- Your goal:
Reproduce the lines below word for word, starting at the line that contains "For every instance of the standing" and stopping after the line that contains "pixel 46 225".

- Material provided:

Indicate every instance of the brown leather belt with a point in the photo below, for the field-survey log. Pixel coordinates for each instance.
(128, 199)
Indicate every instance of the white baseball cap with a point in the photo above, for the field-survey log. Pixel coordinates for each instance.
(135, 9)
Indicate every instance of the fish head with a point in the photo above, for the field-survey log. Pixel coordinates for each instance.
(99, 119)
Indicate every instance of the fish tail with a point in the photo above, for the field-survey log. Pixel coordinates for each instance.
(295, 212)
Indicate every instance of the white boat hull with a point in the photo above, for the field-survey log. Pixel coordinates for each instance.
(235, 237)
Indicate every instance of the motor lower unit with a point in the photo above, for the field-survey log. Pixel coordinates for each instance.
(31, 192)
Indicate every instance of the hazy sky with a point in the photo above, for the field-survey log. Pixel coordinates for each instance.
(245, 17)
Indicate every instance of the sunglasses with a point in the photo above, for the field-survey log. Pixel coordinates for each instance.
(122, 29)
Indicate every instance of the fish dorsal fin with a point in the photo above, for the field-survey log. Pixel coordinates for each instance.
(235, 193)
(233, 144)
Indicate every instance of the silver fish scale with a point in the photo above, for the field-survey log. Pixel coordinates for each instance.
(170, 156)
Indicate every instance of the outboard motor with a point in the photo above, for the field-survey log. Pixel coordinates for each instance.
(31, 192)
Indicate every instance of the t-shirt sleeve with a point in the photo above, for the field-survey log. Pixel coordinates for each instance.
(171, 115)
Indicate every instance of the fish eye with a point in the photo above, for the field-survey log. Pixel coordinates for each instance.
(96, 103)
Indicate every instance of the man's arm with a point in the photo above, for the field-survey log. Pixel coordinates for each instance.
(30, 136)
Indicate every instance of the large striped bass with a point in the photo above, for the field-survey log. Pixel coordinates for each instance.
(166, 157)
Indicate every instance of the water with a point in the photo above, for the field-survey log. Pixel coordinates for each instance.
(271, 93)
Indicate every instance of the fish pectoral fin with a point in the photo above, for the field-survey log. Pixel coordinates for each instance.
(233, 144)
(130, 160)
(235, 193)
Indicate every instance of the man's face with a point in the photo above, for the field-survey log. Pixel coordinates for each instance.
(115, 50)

--

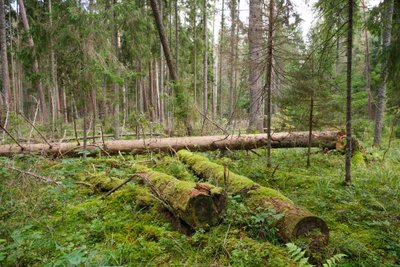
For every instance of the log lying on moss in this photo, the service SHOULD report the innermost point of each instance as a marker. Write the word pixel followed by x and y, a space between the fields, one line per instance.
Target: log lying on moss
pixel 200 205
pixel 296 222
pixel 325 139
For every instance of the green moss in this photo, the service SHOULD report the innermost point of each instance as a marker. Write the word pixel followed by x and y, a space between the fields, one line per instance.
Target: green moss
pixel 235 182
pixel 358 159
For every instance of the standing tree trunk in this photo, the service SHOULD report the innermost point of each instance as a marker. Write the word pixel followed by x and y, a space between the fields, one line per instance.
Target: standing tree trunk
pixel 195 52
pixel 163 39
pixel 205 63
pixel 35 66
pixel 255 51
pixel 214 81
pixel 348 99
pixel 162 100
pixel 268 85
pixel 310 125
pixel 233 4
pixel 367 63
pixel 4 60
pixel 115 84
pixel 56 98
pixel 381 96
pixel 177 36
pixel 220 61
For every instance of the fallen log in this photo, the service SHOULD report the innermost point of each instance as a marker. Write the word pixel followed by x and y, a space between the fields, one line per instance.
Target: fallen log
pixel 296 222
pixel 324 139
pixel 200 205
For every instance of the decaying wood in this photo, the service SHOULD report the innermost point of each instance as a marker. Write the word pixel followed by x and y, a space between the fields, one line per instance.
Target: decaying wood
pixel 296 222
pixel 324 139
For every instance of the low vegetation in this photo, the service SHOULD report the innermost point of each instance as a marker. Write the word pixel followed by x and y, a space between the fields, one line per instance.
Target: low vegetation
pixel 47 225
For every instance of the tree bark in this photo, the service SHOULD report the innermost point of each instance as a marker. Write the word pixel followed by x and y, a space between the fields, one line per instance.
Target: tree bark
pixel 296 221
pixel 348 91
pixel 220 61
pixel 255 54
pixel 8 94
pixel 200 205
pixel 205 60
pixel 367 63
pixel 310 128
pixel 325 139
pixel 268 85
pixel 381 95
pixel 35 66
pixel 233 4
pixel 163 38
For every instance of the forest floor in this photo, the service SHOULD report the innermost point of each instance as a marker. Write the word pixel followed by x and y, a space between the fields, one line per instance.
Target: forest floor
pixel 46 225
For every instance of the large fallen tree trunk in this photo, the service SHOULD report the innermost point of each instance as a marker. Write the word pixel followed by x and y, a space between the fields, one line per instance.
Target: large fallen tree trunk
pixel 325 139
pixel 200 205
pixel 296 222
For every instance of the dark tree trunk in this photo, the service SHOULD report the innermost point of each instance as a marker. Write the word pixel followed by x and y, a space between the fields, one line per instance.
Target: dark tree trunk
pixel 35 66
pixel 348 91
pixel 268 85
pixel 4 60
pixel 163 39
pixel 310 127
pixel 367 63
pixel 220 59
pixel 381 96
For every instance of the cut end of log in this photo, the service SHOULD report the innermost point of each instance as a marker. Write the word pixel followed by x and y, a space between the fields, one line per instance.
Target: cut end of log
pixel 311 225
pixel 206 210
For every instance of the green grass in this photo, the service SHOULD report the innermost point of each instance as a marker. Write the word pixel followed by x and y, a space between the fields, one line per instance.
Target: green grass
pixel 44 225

- Answer to this exercise:
For every instance of the standing tree trunk in this photo, the service SHOULD report the innermost point of each instance as a marker. Write the word pixel followed by x and y, a space between the fields, one line per instance.
Target: standing tree trunk
pixel 195 52
pixel 163 39
pixel 205 63
pixel 35 66
pixel 255 51
pixel 214 81
pixel 348 99
pixel 162 100
pixel 268 85
pixel 310 125
pixel 233 4
pixel 367 63
pixel 4 60
pixel 115 84
pixel 56 98
pixel 381 96
pixel 177 36
pixel 220 61
For every instance of the fallen log in this photo, the service SHOULD report the innermost point of each instance as a marker. Write the word pixel followed by x and y, a space between the fields, one line per instance.
Target: fallen log
pixel 296 222
pixel 324 139
pixel 200 205
For every instance of the decaying wood in this photo, the service SHOULD report the innermost point of each instance as a marker. Write the word pixel followed by x and y, a space between the fields, one line per instance.
Target: decaying wood
pixel 296 222
pixel 324 139
For every instance of the low vegetation in this photo, the service SHOULD report the innermost point of each instance as a marker. Write the word pixel followed by x and y, a space between the fields, one line per instance.
Target: low vegetation
pixel 47 225
For every instance of the tree bark in this photo, the service SHOULD report the innermost point of each instance as a marker. Write the word pixel followed by x and y, a space between the fields, one line per instance.
Target: tree bark
pixel 296 221
pixel 348 91
pixel 220 61
pixel 255 54
pixel 8 94
pixel 200 205
pixel 205 60
pixel 367 63
pixel 310 128
pixel 325 139
pixel 268 85
pixel 381 95
pixel 35 66
pixel 233 4
pixel 163 38
For every instance of the forest floor in this photo, the service SHOULD report the innermost point of each instance as a marker. Write the word pixel followed by x and y, a space between the fields, one line per instance.
Target: forest floor
pixel 46 225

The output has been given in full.